───── REGISTROS EXTRAÍDOS ─────

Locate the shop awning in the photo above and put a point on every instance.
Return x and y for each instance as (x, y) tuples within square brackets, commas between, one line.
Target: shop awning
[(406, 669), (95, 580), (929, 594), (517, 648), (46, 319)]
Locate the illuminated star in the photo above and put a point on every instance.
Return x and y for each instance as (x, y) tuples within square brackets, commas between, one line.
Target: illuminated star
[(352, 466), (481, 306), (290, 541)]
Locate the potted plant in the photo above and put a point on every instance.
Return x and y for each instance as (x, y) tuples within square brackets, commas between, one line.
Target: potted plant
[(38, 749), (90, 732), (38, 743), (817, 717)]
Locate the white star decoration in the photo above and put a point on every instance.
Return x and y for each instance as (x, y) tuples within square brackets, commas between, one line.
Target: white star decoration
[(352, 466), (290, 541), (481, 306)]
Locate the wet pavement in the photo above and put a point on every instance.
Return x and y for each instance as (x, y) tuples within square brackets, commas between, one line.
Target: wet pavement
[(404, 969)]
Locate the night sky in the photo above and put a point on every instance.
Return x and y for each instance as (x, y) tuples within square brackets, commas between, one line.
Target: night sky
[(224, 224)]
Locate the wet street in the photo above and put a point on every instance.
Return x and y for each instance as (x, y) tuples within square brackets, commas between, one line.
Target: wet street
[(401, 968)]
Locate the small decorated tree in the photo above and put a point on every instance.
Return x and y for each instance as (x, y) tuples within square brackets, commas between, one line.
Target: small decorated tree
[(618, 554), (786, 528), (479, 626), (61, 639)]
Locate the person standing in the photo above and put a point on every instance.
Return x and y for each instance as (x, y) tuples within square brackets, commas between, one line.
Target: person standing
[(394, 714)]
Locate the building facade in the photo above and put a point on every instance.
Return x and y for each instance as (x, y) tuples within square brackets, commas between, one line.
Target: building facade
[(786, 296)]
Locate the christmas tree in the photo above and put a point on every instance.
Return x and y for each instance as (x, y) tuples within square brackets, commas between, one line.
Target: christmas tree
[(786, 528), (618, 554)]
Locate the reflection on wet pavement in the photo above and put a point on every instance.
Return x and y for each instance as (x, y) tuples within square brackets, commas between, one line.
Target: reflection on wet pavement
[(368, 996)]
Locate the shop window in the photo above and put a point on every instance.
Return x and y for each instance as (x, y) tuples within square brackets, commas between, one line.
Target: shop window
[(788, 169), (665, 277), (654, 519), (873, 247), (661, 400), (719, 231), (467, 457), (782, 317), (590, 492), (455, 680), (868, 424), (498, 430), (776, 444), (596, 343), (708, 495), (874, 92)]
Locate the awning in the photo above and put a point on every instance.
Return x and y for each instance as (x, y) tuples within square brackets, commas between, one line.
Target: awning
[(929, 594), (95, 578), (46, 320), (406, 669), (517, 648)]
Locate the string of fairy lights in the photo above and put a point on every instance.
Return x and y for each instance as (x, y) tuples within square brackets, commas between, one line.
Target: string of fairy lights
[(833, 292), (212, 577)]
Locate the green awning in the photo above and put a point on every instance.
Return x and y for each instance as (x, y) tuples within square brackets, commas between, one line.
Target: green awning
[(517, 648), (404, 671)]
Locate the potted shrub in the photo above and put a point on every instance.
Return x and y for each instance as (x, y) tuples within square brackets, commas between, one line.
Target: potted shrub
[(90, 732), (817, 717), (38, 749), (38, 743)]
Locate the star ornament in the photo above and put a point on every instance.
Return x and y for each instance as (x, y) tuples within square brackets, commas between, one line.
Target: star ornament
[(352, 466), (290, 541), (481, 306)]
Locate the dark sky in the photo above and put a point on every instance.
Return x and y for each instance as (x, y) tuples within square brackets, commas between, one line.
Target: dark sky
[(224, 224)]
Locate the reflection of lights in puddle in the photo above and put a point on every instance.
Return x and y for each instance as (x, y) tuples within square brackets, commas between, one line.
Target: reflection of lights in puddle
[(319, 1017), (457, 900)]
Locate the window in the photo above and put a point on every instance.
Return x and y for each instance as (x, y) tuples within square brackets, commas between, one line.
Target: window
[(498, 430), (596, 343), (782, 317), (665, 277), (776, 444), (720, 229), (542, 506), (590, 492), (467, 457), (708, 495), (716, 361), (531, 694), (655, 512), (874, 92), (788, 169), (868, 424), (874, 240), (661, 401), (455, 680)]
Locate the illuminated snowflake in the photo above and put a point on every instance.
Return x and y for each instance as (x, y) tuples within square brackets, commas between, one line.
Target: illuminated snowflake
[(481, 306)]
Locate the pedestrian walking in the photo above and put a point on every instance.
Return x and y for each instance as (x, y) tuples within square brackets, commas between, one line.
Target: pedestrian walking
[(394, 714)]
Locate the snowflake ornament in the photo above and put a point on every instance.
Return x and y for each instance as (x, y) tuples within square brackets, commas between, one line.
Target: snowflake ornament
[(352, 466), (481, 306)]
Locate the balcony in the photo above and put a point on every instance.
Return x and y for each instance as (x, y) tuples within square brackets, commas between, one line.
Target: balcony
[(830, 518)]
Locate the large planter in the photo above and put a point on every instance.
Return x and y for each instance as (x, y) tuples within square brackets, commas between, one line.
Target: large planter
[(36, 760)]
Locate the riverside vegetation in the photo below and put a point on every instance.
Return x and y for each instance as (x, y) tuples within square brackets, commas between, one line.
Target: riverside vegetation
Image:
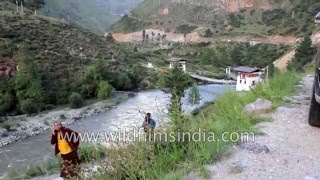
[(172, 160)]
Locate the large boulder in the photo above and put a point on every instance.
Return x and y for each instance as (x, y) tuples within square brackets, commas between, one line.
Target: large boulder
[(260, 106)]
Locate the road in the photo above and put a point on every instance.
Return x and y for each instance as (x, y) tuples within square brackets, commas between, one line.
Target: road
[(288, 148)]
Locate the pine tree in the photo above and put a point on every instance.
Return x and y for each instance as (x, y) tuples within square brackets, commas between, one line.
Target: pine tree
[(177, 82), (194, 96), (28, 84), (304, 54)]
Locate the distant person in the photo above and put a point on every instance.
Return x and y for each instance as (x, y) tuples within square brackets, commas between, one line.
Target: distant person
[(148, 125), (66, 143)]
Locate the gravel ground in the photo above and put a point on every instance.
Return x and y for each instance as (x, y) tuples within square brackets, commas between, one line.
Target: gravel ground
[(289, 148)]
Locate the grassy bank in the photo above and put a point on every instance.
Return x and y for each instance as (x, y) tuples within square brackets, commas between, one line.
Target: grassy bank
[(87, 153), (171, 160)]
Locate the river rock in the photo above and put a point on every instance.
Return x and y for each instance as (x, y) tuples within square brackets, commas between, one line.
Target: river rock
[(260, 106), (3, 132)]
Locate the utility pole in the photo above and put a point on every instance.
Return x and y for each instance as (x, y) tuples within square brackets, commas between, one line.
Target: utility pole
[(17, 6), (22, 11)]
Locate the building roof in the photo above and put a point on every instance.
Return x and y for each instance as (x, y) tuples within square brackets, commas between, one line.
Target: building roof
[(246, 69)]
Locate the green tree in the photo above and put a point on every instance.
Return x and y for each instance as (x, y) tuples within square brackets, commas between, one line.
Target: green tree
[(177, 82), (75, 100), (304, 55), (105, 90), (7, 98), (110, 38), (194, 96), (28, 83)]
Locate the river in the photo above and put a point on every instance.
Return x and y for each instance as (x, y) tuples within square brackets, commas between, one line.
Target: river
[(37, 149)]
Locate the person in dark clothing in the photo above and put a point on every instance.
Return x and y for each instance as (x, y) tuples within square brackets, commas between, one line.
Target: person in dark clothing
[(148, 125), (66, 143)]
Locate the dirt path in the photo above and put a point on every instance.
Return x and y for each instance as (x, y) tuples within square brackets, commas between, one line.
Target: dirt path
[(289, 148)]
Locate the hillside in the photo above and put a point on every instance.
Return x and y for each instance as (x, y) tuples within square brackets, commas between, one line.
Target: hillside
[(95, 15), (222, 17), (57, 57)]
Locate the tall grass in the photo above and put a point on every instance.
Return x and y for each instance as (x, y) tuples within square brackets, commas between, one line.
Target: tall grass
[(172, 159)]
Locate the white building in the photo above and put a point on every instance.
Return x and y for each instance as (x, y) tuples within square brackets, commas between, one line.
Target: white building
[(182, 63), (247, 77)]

─────
───── REGISTROS EXTRAÍDOS ─────

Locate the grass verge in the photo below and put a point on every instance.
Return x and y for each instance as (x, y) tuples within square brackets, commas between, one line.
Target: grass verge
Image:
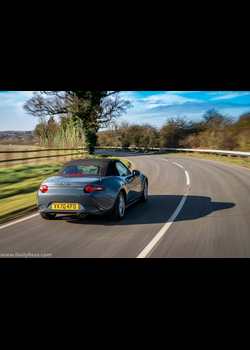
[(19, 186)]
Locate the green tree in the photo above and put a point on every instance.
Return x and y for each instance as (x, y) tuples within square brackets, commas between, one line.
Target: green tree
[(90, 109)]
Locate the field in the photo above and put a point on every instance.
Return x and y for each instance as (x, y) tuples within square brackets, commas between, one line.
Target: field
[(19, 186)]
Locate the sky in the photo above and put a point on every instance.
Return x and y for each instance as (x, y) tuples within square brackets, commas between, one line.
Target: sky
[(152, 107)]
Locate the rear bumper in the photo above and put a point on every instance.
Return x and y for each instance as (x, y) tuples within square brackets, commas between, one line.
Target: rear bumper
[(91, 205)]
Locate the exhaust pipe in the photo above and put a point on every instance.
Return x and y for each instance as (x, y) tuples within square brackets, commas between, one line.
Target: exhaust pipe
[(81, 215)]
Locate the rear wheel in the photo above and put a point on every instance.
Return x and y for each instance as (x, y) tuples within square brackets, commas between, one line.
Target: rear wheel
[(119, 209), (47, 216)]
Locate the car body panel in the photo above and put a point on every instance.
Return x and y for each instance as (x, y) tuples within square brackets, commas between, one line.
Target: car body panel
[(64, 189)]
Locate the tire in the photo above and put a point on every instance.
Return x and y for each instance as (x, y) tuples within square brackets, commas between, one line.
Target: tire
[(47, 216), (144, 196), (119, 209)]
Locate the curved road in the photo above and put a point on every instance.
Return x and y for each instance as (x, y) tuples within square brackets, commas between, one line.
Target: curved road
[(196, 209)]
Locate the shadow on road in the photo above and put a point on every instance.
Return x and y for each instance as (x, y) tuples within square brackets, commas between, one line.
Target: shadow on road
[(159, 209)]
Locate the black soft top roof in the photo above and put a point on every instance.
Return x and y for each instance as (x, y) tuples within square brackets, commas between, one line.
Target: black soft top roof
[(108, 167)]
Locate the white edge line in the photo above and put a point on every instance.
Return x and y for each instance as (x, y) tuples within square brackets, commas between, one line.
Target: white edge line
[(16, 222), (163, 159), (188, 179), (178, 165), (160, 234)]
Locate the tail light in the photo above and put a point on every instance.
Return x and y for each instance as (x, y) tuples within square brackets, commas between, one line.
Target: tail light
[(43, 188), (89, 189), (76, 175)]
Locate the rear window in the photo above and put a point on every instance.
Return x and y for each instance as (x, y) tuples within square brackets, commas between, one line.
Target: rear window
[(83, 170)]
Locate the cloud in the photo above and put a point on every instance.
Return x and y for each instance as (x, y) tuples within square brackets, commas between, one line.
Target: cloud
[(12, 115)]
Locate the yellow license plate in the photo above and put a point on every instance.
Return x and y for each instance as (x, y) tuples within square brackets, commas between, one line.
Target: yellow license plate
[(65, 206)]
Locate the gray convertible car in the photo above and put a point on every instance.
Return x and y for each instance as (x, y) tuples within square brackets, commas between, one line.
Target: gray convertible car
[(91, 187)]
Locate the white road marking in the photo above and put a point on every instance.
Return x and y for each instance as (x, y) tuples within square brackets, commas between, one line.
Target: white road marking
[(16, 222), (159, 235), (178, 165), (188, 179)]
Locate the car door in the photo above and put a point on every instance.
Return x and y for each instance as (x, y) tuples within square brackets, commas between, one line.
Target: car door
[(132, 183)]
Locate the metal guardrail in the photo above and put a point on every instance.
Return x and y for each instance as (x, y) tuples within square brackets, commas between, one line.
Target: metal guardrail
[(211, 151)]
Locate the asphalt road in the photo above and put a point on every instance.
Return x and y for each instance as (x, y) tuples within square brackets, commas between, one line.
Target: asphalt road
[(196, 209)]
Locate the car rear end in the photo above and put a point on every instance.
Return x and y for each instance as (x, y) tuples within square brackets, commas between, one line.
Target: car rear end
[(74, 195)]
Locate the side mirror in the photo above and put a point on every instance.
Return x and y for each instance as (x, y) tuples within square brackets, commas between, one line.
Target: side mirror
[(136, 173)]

─────

## [O QUE FAZER]
Transcreva, sem qualquer alteração, o trecho dos registros que vai da linha que contém "Locate the hillside" até a linha que contém "[(182, 63), (247, 77)]", ambas incluídas.

## [A RESPOSTA]
Locate the hillside in the photo above and put a point on every instance.
Return x and y for each instance as (x, y) tuples within square brackets, commas between, one line.
Target: hillside
[(95, 15), (222, 17), (57, 57)]
Locate the tall grass in the photo above and put a point on every instance.
Return x and y for each instance as (x, y) tuples within square brackets, commas between, one line.
Target: tall grass
[(172, 159)]
Locate the white building in the photo above and put a point on every instance.
Return x and y for each instance as (x, y) tuples within square brackets, commas between, one line.
Target: white building
[(182, 63), (247, 77)]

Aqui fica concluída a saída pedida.